### EXERCISE OBJECTIVE:
A faithful repeat of all the records, with no image kept, is the required answer.

### DATA FOR PROCESSING:

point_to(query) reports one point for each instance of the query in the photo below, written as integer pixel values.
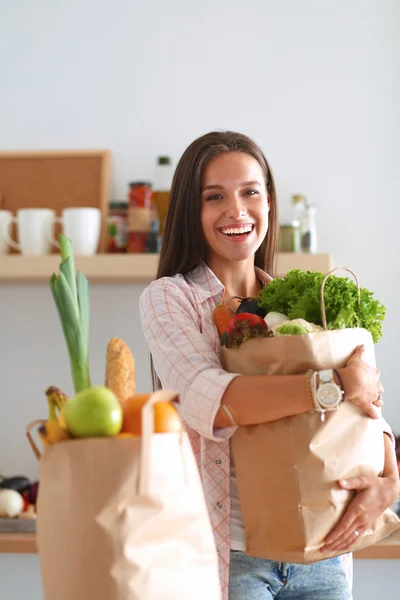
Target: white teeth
(238, 230)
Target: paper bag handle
(323, 313)
(147, 433)
(31, 441)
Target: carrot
(222, 314)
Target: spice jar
(289, 238)
(117, 227)
(140, 215)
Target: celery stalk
(72, 303)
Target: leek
(71, 295)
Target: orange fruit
(166, 416)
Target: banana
(53, 430)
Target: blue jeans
(259, 579)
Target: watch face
(329, 395)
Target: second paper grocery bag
(287, 470)
(125, 519)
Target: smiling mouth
(242, 230)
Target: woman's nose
(236, 207)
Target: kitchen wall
(316, 84)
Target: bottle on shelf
(117, 226)
(140, 215)
(163, 175)
(298, 203)
(154, 239)
(308, 228)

### RESULT BELOW:
point_to(query) reports one point for each instance of the query in the photo below, written as integer pixel values.
Target: white teeth
(238, 230)
Target: paper bag handle
(323, 313)
(147, 433)
(31, 441)
Target: carrot
(222, 314)
Target: spice jar
(289, 238)
(117, 227)
(140, 215)
Target: celery stalk
(72, 303)
Target: leek
(71, 295)
Target: orange fruit
(166, 416)
Target: banana
(53, 430)
Target: blue jeans
(259, 579)
Target: watch face
(329, 395)
Target: second paper grocery bag
(287, 470)
(125, 519)
Target: smiling mouth
(242, 230)
Target: woman's nose
(236, 207)
Target: kitchen wall
(316, 84)
Target: bottle on shelf
(117, 226)
(140, 215)
(163, 175)
(298, 203)
(154, 239)
(308, 228)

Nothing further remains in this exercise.